REQUIREMENTS
List every line in the items below that contains the string "wall".
## BEGIN PROVIDED RECORDS
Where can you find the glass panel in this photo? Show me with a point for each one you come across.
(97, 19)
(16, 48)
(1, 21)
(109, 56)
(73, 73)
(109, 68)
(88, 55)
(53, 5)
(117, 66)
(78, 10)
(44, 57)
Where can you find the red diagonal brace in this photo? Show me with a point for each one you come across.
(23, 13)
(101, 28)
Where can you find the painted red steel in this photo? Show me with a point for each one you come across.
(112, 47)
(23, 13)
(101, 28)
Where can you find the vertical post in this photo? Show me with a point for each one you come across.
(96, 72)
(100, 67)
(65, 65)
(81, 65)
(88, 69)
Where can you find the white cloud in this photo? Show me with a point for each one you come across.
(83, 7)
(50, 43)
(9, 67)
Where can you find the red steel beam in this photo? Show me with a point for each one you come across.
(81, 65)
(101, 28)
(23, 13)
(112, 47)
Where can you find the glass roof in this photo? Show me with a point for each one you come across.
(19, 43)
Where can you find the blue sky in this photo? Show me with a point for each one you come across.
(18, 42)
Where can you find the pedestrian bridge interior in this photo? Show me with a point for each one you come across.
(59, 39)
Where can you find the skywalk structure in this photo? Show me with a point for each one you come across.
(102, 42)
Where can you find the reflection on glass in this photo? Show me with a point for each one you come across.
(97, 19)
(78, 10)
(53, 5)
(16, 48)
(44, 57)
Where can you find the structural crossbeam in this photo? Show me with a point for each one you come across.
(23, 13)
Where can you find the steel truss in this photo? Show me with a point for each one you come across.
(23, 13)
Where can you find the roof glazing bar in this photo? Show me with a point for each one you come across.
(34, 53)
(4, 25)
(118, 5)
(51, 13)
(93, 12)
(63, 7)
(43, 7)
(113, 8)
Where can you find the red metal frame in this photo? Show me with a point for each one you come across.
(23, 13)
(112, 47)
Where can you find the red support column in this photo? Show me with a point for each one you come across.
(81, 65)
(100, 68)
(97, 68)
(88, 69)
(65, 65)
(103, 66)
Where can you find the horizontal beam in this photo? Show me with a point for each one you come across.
## END PROVIDED RECORDS
## BEGIN PROVIDED RECORDS
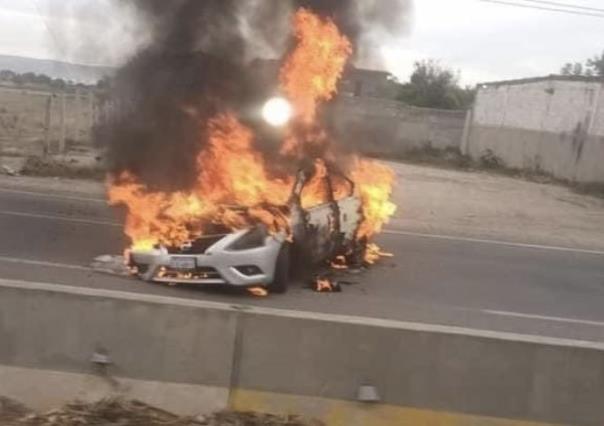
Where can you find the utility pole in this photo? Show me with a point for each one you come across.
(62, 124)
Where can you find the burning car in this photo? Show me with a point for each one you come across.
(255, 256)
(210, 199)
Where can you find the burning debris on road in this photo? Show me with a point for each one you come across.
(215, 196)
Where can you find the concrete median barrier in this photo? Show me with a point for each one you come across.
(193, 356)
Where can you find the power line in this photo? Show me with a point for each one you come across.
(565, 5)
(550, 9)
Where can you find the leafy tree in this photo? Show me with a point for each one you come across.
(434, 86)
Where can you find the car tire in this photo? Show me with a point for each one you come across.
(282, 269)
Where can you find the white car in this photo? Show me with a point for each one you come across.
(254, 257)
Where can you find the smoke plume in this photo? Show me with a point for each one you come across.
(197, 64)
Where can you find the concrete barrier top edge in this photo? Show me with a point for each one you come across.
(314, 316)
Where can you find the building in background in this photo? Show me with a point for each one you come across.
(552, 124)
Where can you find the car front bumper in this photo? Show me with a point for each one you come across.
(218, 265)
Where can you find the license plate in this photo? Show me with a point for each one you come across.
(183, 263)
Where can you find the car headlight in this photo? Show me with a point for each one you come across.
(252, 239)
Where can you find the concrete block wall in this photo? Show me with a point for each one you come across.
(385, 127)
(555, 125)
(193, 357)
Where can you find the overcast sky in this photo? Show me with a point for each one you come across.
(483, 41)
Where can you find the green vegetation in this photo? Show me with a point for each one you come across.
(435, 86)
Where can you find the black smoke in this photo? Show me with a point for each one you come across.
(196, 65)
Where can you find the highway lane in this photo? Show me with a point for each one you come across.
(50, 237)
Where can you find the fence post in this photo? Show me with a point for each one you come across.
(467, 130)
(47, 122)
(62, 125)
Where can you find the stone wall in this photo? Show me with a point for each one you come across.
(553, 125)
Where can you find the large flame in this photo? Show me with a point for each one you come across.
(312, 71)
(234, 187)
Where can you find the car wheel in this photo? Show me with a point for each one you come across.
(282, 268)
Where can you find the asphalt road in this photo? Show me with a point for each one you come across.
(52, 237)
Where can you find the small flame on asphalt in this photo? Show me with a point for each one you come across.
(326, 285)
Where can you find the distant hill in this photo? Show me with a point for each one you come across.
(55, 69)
## END PROVIDED RECORDS
## BEGIN PROVIDED RECORDS
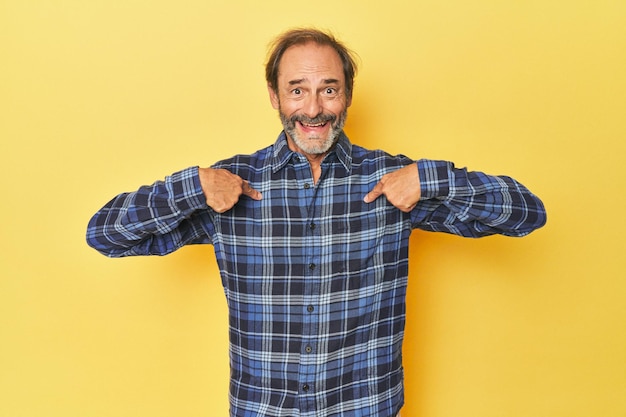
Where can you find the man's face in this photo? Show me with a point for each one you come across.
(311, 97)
## END PROVIDED RECORDS
TASK RESULT
Where can you find the concrete block wall in this photo? Show me with a point for each one you come across.
Where can you find the stone wall in this photo? Show me with a point for each one you come across.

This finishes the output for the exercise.